- _Instructions_
A – According to the passage on trans visibility, where did Christine Jorgensen's surgery and hormone treatments take place?
B – Write what comes next in the passage on trans visibility, picking up after its final sentence.

- _Passage_
★ ★ ★ ★ ★
Disidentification is meant to be descriptive of the survival strategies the minority subject practices in order to negotiate a phobic majoritarian public sphere that continuously elides or punishes the existence of subjects who do not conform to the phantasm of normative citizenship.1

Frottage captures the aesthetic (as a term of artistic practice) and the libidinal (as a term of sex practice), and so gestures to the creative ways that the sexual can be used to imagine and create worlds.2

In recent years, trans people and trans politics have reached new heights of visibility in queer and sexual minority politics and culture. Not unlike many other sexual minority political concerns, most comparatively that of gay and lesbian politics, trans politics has been built around the idea of visibility and “coming out.” In fact, too often, common understandings of trans people position them as merely an extension of gay and lesbian people. While it is important to recognize that trans people have long been members of the gay and lesbian community, in recent years trans people have also asserted their differences from gay and lesbian people (I will discuss this further below). The assertion is important because it allows us to not merely see trans people as queer people, but it allows us to more fully come to terms with the ways in which trans people confound both gender and sex and, therefore, pushes us to consider the ways in which those social categories organize our lives and what might be possible once we uncouple gender from sexuality. 

In the context of visibility, non-binary and trans people in the beginning of the twenty-first century are far more visible than ever before. A couple of years ago, when Cher and Sonny Bono’s child Chastity Bono transitioned to Chaz Bono, the visibility of trans people reached heights not seen before. However, it is important to note that in the history of trans people, bursts of large-scale attention have continually characterized their presence as “others.” One might argue that Jerry Springer’s sensationalist and often disturbing talk show has done as much to bring trans peoples’ visibility to communities beyond queer communities as anyone else. However, the most famous trans person before Chaz Bono was arguably Christine Jorgensen. Jorgensen is reputed to be the first North American to have gender-affirming surgery. Jorgensen’s story made her an extremely well-known public figure in the 1950s and 1960s in the USA. Jorgensen’s surgery and hormone treatments took place in Denmark. Apparently, what was new about Jorgensen’s gender affirmation was the use of hormones. Indeed, hormone treatments have become central to trans people’s desires to affirm their gender. Joanne Meyerowitz in How Sex Changed: A History of Transsexualism in the United States chronicles Jorgensen’s life alongside the ways in which ideas about sex and gender change in the context of Jorgensen’s celebrity.3 One of the major contributions of Meyerowitz’s book is her demonstration of how a category like biological sex becomes mutable or changeable in the context of transsexualism.
★ ★ ★ ★ ★
- _Data excerpts_
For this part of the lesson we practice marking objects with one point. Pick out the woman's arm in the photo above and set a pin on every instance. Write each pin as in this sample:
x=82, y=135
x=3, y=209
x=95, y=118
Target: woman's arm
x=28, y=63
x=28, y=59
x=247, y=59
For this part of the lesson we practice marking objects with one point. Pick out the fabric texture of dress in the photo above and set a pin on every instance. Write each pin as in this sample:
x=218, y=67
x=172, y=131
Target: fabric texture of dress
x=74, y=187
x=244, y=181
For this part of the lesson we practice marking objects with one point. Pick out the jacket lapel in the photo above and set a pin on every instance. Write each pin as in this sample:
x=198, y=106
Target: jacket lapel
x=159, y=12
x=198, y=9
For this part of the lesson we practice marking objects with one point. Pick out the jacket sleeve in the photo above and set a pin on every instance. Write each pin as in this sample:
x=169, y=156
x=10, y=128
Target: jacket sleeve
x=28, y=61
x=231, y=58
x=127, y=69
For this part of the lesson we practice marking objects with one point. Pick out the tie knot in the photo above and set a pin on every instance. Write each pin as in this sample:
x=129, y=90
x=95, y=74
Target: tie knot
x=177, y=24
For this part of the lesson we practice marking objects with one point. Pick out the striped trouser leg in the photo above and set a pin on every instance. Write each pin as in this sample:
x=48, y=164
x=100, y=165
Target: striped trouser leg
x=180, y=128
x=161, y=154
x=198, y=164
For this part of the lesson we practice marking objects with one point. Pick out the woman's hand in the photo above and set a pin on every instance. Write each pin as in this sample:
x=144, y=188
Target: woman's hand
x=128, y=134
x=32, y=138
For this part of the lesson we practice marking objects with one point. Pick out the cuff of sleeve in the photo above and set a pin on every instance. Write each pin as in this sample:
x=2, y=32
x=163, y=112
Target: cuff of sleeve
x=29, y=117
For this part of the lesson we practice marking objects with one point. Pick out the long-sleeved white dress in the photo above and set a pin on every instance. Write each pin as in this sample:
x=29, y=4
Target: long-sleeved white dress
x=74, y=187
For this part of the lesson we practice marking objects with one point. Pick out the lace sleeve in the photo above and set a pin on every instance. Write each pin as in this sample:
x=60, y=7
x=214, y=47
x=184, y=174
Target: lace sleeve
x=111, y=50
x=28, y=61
★ ★ ★ ★ ★
- _Answers to each task_
A – They took place in Denmark.

B –
So, what is trans? Transgender means a person whose gender identity is different from the sex they are assigned at birth. Transgender people can sometimes alter their bodies to reflect their sex through hormones, surgical procedures, or cosmetic practices. The altering of the body can take many forms, from full to partial “re-making,” often referred to as transitioning. Over the years, many different terms have come to characterize trans people. Many of the terms misunderstand what was and is at stake for trans people. For example, terms like Transvestite, Drag Queen, and Crossdresser have often been used to describe trans people. However, while some trans people might make use of those cultural forms or practices as a route to transitioning, it should not be assumed that those forms are the same as being transgender.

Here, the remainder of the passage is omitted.